### PASSAGE
Wise Woman Collection-Courage of the Soul: Inspiring Stories of Overcoming Life's Everyday Challenges by Marion Elizabeth Witte & Melissa Murphy

Wise Woman Collection-Courage of the Soul: Inspiring Stories of Overcoming Life's Everyday Challenges by Marion Elizabeth Witte & Melissa Murphy

Author:Marion Elizabeth Witte & Melissa Murphy [Witte, Marion Elizabeth]
Language: eng
Format: mobi
Publisher: Wise Owl Publishing, Inc.
Published: 2013-01-11T05:00:00+00:00


HEALTH AND HEALING

Life is not about waiting

for the storm to pass...

It’s about learning how to dance

in the rain.

Vivian Greene

The Fourth Time Is A Charm

Richard Darling, D.D.S.

I remain astonished that my body has had four different livers.

I came out of my first liver transplant operation at Loma Linda University Medical Center (LLUMC) on October 29, 1998. The surgery lasted twelve hours. “I want to go home,” is what I meant to write on a pad of paper the nurse was holding. The word “home” is all that was legible. Going home seemed like a simple enough request to me. My wife, Kress, knew that was not going to happen any time soon because I had a least twenty tubes coming out of my body. She played along though and said, “You’ll be going home soon, darling.” Good enough for now, I thought. That short visit with her was all I remembered before I entered into a coma.

### DATA PROVIDED
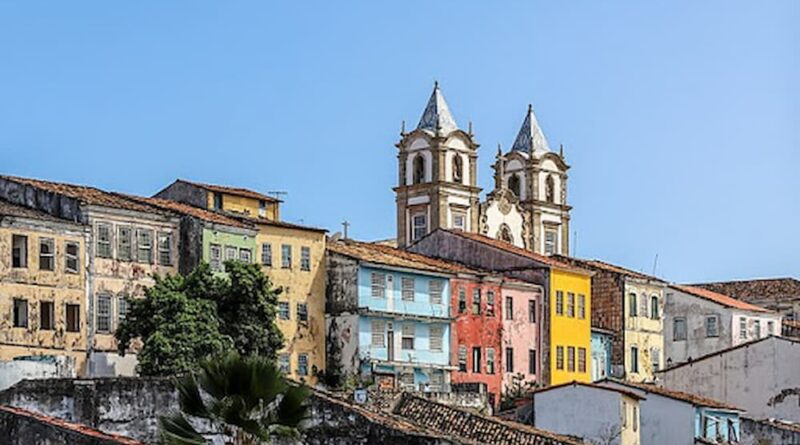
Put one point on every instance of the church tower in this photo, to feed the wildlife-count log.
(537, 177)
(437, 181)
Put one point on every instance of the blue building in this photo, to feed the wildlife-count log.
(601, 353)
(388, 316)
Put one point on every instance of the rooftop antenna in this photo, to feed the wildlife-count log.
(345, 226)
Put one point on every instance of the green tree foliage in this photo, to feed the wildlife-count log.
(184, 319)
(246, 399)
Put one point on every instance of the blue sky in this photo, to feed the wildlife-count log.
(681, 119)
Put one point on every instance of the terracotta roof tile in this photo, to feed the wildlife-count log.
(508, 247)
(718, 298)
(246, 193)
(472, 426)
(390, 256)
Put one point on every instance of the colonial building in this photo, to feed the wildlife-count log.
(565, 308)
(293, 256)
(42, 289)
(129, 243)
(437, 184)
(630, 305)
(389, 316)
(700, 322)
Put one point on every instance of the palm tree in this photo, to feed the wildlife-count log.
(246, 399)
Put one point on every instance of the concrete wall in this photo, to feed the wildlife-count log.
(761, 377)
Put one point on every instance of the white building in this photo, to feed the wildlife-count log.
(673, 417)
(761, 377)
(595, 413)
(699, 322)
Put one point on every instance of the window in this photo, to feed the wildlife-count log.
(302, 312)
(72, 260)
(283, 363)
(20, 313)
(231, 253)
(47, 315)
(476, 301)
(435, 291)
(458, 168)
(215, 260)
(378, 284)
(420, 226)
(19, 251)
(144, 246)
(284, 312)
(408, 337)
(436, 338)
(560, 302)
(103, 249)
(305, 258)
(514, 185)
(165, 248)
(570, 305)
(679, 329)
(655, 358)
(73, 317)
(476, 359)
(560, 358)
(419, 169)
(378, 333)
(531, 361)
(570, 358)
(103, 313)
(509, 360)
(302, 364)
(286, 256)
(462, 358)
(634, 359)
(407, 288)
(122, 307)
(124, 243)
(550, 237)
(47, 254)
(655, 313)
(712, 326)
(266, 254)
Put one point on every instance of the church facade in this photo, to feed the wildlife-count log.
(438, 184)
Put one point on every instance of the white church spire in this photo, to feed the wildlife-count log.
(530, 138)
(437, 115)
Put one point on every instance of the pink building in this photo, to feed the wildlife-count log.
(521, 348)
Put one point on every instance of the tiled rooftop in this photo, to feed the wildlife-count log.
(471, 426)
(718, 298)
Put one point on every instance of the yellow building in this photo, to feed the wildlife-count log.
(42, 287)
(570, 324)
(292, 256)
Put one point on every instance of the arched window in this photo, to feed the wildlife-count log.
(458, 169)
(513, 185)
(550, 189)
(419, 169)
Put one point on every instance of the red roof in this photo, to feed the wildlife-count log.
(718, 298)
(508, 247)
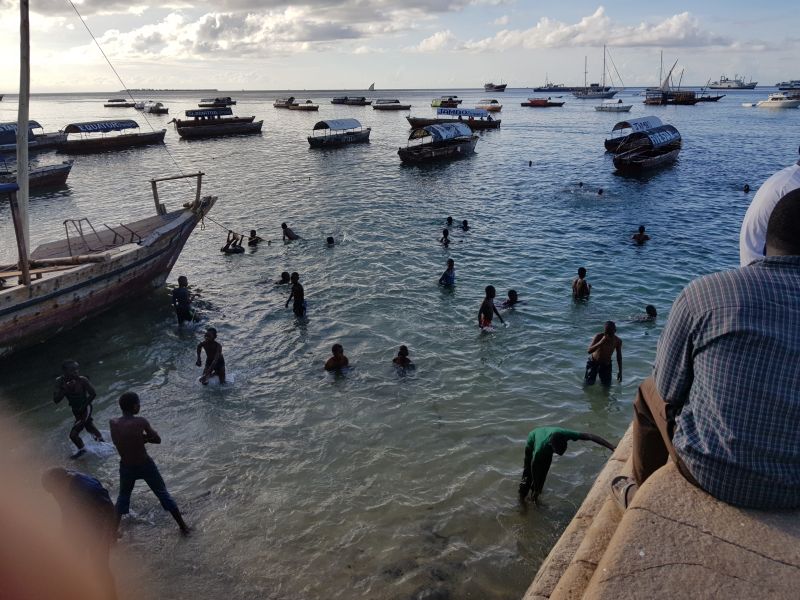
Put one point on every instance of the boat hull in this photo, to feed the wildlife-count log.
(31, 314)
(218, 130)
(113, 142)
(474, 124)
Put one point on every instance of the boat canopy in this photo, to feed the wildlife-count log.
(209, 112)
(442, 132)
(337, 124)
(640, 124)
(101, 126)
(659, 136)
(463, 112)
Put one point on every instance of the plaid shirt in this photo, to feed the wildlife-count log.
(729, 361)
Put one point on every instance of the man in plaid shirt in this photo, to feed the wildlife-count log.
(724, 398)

### EXERCISE REQUIREMENTS
[a] Output the liver transplant passage from "It’s about learning" to "four different livers." without any changes.
[b] Pick up the liver transplant story after its last sentence and keep writing.

### ANSWER SET
[a]
It’s about learning how to dance

in the rain.

Vivian Greene

The Fourth Time Is A Charm

Richard Darling, D.D.S.

I remain astonished that my body has had four different livers.

[b]
I am unsure how I acquired the hepatitis C virus that lead to my liver cancer and the need for my first liver transplant.

Perhaps I contracted it while I was in dental school in San Francisco. I was renting a small apartment during that time, when I remembered my CPA father’s advice about building up home equity. I purchased a small “fixer-upper” in the Sunset District. I would go to dental school during the day and then travel to my new home in the evening to engage in the needed remodeling. Late one night, after several hours of manual labor at my new house, I got into my car to head back to my apartment. As I entered an intersection, a driver failed to beat his yellow light. He smashed into my driver-side door. I was ripped out of my seat belt and my car was propelled into a telephone pole. I was unconscious and going into shock. When I awoke, I was shivering and gratified that a stranger was putting a blanket over me.

In the emergency room I heard the doctors speaking to each other about my severe bruising, low blood pressure, possible arterial hemorrhaging in my legs, and my loss of color. Fearing my life was in jeopardy, they threaded a tube through a vein in my arm to my heart. This enabled the doctors to quickly give me a blood transfusion. That procedure may be how I contracted the hepatitis C virus.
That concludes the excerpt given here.